- _SET TASK_
Extract each line below that contains the string "black", treating uppercase and lowercase as different.
[start of RECORD LIST]
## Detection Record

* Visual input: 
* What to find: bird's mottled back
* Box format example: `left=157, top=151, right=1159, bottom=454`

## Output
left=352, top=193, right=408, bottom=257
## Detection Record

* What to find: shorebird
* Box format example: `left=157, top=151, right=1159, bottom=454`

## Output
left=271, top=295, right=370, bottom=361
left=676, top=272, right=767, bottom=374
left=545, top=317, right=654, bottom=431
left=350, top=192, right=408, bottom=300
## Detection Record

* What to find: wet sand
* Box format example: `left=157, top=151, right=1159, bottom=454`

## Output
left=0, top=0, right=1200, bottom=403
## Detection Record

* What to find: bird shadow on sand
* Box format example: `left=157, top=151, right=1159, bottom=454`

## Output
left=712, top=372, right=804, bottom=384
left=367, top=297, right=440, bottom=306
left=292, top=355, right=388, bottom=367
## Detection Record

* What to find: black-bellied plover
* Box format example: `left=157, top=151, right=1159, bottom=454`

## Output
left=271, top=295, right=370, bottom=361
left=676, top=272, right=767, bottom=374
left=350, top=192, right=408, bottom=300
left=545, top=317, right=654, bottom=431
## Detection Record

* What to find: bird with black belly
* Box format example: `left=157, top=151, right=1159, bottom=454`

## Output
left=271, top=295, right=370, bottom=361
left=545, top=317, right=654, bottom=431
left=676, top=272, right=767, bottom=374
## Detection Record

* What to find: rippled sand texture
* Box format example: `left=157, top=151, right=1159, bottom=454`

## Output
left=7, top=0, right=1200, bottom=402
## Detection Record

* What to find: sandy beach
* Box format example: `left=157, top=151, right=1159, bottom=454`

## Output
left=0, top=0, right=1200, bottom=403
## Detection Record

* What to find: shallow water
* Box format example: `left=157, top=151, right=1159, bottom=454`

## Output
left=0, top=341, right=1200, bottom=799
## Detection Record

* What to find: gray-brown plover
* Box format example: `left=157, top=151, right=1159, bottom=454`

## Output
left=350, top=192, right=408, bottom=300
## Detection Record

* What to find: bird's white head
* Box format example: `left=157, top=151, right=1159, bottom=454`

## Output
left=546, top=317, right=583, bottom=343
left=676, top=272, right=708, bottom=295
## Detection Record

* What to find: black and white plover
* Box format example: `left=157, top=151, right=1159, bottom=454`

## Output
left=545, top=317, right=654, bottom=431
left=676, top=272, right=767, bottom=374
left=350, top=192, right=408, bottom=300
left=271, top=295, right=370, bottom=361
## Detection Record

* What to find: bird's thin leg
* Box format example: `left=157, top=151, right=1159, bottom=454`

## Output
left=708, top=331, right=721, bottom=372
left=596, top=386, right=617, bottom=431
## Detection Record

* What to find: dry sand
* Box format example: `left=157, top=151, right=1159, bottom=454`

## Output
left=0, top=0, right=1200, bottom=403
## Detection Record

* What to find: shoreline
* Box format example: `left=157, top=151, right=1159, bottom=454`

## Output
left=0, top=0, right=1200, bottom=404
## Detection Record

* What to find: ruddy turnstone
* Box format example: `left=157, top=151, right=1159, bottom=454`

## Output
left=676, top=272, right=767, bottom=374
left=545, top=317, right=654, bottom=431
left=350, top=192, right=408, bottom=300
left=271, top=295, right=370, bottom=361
[end of RECORD LIST]
- _SOLUTION FOR THIS PROBLEM_
* What to find: black-bellied plover
* What to find: bird with black belly
* What to find: black and white plover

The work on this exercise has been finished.